◆ KUTIPAN TEKS
#####

MANTEN TEBU


MANTEN TEBU
 Disusun oleh : Nur Fitrianti
2017015051 / 4B

ABSTRACT
Tadisi Manten Tebu yang masih dilakukan setahun sekali oleh masyarakat di Kabupaten Bantul. Tujuan peneliti ini untuk mengetahui proses pelaksanaan tradisi Manten Tebu untuk mengetahui makna tersirat dalam tradisi Manten Tebu. Proses pengumpulan data dilakukan dengan cara mewawancarai petugas penyelenggara kegiatan tradisi Manten Tebu dan mengikuti kegiatan tradisi Manten Tebu secara langsung. Hasil dari observasi pengumpulan data tradisi daerah yaitu tradisi daerah harus dilestarikan karena setiap tradisi memiliki makna dan filosofis yang sangat unik.

#####

◆ DAFTAR ENTRI
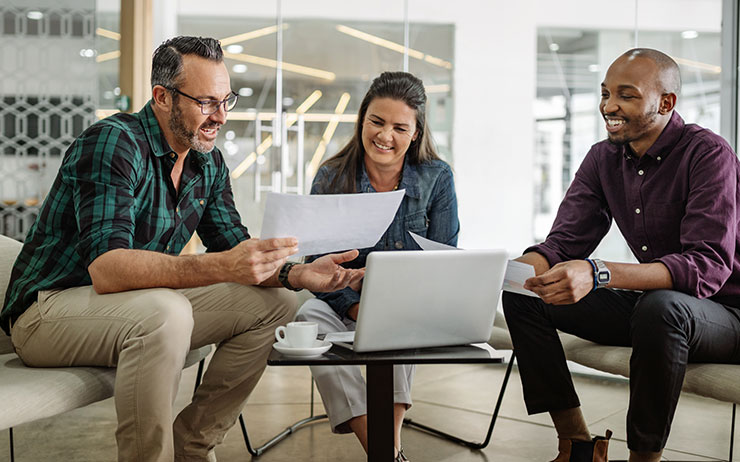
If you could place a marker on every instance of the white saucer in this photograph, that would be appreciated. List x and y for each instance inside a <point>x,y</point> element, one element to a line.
<point>320,347</point>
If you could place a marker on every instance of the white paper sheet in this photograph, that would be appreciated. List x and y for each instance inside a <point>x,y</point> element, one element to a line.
<point>428,244</point>
<point>347,336</point>
<point>330,222</point>
<point>491,351</point>
<point>516,274</point>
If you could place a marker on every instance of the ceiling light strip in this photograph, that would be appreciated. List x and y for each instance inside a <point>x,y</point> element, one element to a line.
<point>313,167</point>
<point>265,145</point>
<point>250,35</point>
<point>699,65</point>
<point>295,68</point>
<point>108,56</point>
<point>107,33</point>
<point>397,47</point>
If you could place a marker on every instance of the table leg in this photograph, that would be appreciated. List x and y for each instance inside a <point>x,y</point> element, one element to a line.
<point>380,413</point>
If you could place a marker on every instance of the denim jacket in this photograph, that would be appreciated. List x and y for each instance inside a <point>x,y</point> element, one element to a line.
<point>429,209</point>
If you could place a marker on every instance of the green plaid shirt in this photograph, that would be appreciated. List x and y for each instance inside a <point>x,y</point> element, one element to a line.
<point>114,191</point>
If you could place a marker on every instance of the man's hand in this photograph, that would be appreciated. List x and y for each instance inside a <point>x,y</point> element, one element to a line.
<point>325,274</point>
<point>564,283</point>
<point>253,261</point>
<point>353,311</point>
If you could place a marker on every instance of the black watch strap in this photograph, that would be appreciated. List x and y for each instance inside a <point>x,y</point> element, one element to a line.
<point>283,275</point>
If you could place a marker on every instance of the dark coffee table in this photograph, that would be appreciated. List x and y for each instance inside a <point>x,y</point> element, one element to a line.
<point>380,381</point>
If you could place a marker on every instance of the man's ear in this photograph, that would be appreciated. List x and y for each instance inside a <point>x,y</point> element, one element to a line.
<point>162,97</point>
<point>667,103</point>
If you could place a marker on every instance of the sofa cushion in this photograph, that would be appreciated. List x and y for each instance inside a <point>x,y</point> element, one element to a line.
<point>718,381</point>
<point>31,393</point>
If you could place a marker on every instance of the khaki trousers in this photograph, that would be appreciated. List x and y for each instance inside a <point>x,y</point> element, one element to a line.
<point>146,334</point>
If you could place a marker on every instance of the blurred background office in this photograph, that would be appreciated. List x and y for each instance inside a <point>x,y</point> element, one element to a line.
<point>513,91</point>
<point>513,88</point>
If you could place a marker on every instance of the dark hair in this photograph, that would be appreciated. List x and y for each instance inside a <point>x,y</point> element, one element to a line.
<point>167,58</point>
<point>400,86</point>
<point>670,74</point>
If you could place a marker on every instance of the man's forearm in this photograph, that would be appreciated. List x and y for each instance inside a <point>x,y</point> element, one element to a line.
<point>644,276</point>
<point>127,269</point>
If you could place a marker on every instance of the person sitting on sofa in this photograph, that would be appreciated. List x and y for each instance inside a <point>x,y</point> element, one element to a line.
<point>100,282</point>
<point>391,149</point>
<point>672,189</point>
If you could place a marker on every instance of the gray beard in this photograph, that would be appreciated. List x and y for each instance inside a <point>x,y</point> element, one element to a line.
<point>187,137</point>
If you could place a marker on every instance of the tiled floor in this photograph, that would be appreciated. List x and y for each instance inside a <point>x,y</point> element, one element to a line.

#####

◆ TUGAS ANDA
Menurut kutipan tentang tradisi Manten Tebu, di kabupaten mana tradisi ini masih dilakukan setahun sekali?

◆ JAWABAN LATIHAN
Di Kabupaten Bantul.